Dataset rows on where objects appear:
- - - -
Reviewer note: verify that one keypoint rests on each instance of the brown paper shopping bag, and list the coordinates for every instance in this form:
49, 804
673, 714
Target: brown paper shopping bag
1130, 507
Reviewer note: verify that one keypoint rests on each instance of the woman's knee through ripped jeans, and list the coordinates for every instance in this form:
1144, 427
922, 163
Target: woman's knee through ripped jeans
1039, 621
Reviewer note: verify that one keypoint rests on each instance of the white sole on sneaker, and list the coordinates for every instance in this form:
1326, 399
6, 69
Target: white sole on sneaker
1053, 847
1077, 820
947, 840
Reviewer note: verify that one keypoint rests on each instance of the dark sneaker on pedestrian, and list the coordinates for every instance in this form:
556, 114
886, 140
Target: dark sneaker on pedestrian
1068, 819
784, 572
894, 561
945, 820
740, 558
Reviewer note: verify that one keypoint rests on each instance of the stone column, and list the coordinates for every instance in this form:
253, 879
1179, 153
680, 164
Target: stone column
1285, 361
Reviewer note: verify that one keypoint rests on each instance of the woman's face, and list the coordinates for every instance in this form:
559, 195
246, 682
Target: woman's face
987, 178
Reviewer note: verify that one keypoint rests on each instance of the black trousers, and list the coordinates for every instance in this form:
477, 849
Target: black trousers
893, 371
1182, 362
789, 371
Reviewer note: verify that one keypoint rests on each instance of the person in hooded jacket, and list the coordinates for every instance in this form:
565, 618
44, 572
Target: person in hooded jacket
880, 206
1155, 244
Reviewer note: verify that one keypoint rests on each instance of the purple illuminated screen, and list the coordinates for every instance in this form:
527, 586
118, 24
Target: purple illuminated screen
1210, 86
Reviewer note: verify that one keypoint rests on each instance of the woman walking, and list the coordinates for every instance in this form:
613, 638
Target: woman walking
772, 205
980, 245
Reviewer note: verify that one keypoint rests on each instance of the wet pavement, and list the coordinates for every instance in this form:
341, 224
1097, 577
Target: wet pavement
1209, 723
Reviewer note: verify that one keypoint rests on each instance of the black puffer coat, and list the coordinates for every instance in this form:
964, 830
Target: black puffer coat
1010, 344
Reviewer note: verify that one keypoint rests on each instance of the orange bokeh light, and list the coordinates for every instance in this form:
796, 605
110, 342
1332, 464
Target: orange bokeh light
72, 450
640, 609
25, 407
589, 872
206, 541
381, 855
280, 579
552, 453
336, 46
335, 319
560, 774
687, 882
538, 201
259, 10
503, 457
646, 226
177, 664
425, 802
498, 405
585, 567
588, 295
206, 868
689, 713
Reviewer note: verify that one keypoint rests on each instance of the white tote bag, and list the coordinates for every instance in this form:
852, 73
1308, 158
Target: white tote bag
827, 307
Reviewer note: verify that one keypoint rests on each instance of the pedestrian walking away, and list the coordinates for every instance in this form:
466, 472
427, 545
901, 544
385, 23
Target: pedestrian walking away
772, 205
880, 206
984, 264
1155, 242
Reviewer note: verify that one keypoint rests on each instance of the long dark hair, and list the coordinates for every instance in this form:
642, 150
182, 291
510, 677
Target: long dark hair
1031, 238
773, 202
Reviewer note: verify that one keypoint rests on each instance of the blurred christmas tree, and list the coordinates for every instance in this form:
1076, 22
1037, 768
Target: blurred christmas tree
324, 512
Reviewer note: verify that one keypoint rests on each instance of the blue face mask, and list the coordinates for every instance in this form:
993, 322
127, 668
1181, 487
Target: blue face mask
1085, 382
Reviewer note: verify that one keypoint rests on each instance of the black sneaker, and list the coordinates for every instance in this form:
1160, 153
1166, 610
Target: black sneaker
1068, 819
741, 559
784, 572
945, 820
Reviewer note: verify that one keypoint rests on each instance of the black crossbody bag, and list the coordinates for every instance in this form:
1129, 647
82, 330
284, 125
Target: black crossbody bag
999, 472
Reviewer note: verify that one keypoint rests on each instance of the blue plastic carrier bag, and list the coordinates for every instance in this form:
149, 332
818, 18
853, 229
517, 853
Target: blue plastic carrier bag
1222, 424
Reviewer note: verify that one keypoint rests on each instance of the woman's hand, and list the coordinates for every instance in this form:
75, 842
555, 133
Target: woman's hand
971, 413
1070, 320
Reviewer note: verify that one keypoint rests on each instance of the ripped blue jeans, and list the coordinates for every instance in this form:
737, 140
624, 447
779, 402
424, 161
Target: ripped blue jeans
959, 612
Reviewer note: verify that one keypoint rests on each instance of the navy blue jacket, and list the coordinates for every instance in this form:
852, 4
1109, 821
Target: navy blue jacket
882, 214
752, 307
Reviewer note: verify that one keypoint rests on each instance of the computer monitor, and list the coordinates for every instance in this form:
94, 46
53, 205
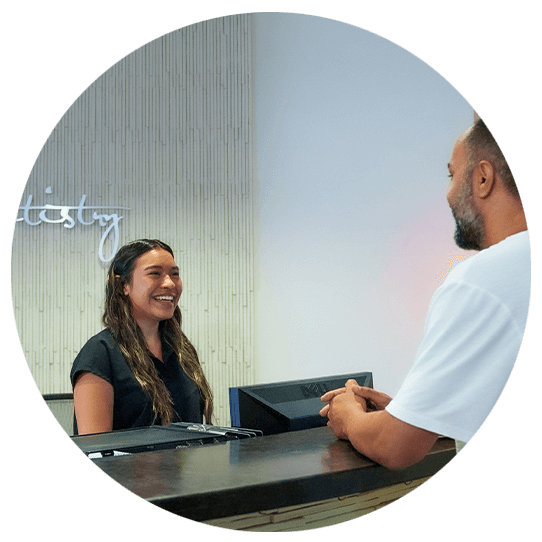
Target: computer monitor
286, 406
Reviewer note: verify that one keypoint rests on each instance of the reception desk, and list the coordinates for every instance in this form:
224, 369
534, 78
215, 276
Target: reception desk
289, 481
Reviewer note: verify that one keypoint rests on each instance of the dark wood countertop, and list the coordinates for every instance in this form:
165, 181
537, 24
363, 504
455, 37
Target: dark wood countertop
244, 476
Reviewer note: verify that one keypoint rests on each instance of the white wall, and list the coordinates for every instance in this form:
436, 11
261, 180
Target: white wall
353, 135
165, 132
343, 195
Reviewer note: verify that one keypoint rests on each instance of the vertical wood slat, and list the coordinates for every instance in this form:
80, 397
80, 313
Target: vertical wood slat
165, 131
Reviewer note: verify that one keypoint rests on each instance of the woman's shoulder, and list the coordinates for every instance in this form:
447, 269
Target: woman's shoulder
95, 356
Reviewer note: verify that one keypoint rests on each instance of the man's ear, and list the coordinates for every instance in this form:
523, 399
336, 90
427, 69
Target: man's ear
484, 179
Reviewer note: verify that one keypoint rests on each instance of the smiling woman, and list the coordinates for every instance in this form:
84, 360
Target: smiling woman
141, 369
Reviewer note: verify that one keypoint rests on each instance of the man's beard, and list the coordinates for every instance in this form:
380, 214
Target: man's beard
469, 230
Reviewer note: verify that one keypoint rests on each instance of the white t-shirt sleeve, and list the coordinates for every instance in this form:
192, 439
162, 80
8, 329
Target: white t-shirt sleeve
470, 346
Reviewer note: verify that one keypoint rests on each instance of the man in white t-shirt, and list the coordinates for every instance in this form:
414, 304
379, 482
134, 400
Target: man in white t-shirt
474, 328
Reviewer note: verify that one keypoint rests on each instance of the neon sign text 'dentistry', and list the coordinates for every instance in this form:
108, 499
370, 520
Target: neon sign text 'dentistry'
60, 214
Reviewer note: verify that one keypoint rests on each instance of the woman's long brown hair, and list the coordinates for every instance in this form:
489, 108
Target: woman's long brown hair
119, 320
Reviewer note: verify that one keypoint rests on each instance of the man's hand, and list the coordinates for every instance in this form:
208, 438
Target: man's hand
342, 407
375, 400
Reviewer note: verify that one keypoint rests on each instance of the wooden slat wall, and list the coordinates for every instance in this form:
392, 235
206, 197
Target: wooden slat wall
165, 131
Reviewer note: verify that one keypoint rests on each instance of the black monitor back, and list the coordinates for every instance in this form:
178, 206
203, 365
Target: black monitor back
286, 406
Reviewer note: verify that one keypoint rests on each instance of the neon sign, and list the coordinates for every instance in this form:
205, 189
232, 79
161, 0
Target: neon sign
110, 220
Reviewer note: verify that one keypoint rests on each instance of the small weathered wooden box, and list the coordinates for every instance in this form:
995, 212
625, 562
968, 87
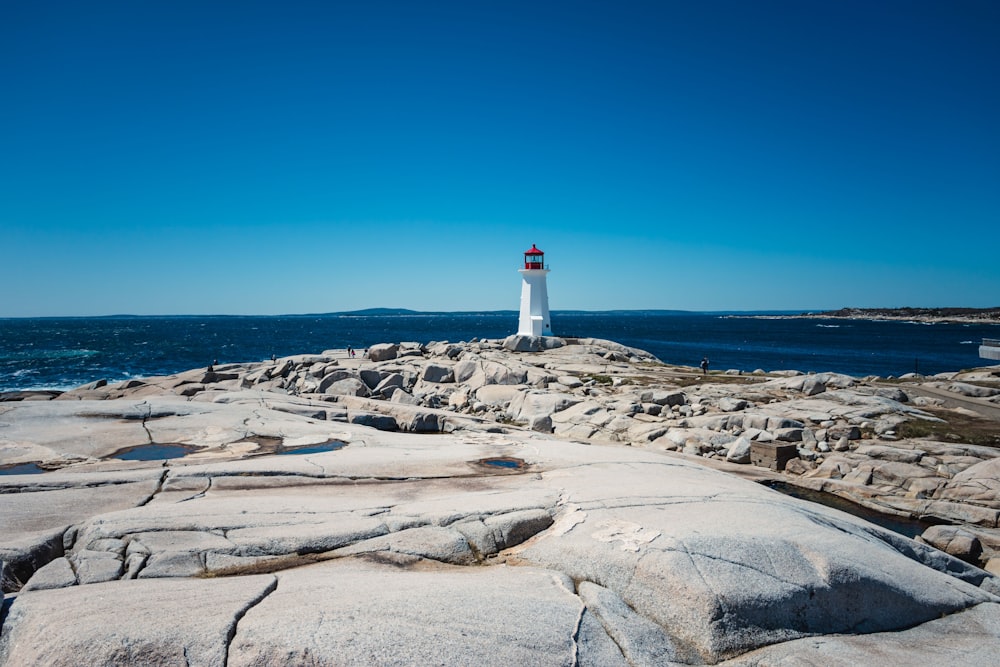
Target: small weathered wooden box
773, 455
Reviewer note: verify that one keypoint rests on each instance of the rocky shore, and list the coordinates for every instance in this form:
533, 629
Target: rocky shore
929, 315
526, 501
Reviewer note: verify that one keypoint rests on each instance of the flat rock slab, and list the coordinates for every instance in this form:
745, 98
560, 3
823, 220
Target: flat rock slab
367, 612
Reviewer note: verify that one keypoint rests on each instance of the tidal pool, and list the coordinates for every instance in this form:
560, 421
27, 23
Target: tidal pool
21, 469
897, 524
503, 462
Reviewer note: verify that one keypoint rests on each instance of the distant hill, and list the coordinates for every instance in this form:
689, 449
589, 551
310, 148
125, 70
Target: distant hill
921, 314
368, 312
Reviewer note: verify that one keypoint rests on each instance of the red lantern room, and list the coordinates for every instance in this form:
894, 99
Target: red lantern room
534, 258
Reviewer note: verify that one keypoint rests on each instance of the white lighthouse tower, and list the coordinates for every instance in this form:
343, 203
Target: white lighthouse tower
534, 319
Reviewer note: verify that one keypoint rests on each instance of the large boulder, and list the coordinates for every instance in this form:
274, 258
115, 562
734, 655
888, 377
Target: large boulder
383, 352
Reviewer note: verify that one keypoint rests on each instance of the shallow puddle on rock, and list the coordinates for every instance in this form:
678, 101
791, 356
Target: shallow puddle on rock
21, 469
153, 452
331, 446
897, 524
508, 462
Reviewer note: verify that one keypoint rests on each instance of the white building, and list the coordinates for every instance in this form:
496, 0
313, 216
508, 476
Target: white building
534, 319
990, 349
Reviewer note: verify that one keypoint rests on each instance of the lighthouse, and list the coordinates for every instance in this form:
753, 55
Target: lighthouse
534, 319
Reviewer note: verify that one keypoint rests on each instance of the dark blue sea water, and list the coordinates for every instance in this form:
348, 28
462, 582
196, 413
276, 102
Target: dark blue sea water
61, 353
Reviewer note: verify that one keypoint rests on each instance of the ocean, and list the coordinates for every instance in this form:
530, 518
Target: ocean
62, 353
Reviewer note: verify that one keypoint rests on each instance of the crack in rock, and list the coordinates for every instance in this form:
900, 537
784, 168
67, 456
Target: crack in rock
159, 486
240, 613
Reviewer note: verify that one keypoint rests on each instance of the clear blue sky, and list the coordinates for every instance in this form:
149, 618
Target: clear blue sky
290, 157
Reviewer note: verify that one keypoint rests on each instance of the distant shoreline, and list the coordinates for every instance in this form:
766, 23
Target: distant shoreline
929, 315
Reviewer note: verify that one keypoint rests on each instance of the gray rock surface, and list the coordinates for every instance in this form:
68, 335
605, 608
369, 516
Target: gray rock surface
551, 511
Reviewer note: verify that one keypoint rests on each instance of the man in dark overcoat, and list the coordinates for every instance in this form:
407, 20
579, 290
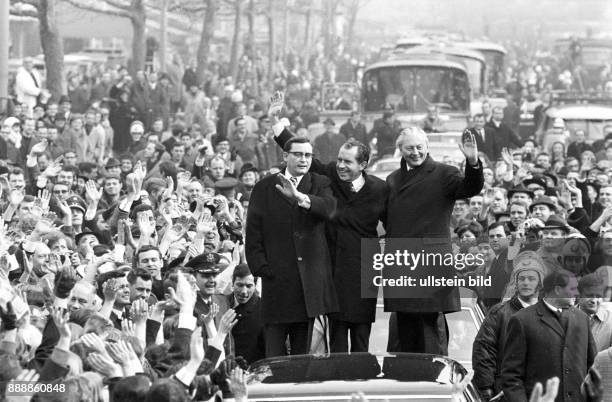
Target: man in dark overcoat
422, 193
286, 247
361, 206
548, 339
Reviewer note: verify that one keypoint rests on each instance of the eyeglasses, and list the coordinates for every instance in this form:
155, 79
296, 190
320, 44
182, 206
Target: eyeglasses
301, 155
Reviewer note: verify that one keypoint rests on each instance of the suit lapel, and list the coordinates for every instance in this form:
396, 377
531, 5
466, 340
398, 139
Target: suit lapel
305, 184
415, 176
547, 317
281, 195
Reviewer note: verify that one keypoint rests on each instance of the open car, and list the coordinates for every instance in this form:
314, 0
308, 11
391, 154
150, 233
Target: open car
381, 377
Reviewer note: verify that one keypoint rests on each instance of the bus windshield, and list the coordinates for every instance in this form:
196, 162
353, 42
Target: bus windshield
495, 67
412, 89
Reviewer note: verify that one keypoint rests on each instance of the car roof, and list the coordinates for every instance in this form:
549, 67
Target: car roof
446, 50
580, 112
344, 367
483, 46
417, 62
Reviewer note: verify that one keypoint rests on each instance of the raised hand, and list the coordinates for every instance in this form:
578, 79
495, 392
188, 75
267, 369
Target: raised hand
287, 188
15, 197
469, 147
92, 193
238, 384
552, 389
94, 342
212, 313
104, 365
185, 295
121, 352
196, 346
8, 316
28, 376
61, 318
277, 102
140, 311
39, 147
206, 223
65, 279
227, 322
127, 327
146, 227
109, 290
45, 197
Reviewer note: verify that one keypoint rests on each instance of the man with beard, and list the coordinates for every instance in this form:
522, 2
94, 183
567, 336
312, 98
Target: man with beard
140, 285
591, 289
499, 271
82, 296
361, 206
149, 258
548, 339
488, 349
553, 236
248, 333
153, 153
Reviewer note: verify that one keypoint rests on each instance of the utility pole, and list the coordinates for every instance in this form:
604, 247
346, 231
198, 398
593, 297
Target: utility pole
4, 55
163, 40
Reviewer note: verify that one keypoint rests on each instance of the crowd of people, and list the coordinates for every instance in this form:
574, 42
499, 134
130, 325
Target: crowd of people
160, 234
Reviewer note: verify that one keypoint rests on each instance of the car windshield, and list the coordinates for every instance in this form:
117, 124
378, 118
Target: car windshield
413, 89
462, 329
594, 129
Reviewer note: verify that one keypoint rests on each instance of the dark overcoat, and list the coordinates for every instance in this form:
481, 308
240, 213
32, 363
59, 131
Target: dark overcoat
418, 219
538, 348
287, 248
356, 218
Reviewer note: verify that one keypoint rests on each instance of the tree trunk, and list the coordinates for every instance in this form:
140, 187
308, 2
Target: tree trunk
308, 17
235, 55
53, 49
139, 40
352, 19
251, 46
271, 43
208, 31
285, 30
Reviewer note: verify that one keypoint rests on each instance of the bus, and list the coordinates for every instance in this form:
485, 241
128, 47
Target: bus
412, 85
494, 55
473, 61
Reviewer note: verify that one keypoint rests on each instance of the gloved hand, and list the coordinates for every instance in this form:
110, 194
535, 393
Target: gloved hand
221, 376
8, 316
65, 279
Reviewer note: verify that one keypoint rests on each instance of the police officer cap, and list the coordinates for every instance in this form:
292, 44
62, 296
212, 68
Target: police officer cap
205, 264
227, 183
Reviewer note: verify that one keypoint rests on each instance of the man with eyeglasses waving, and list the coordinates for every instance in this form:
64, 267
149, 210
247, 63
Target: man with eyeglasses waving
287, 248
362, 201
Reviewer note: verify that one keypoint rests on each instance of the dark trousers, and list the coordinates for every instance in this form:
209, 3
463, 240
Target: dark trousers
418, 333
299, 333
339, 335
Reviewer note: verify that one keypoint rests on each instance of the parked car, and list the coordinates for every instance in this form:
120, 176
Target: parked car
590, 117
381, 377
463, 326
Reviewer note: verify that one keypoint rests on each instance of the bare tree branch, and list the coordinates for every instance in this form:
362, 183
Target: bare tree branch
98, 9
117, 4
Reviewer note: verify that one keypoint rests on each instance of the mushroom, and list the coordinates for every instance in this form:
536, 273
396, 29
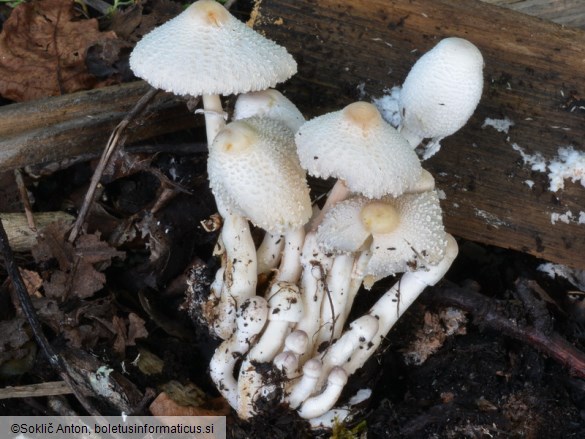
- - - -
Problem to work on:
From the material above, show each line that contains the string "pedestrian".

Task solution:
Reviewer note: verify that one keypoint rests on each instance of the dark sneaker on pedestrian, and list the coordinates for every instance in this form:
Target: dark sneaker on pedestrian
Reviewer note: verify that one keypoint rests on each instance of the pedestrian walking away, and list the coordinates for every instance in this form:
Target: pedestrian walking away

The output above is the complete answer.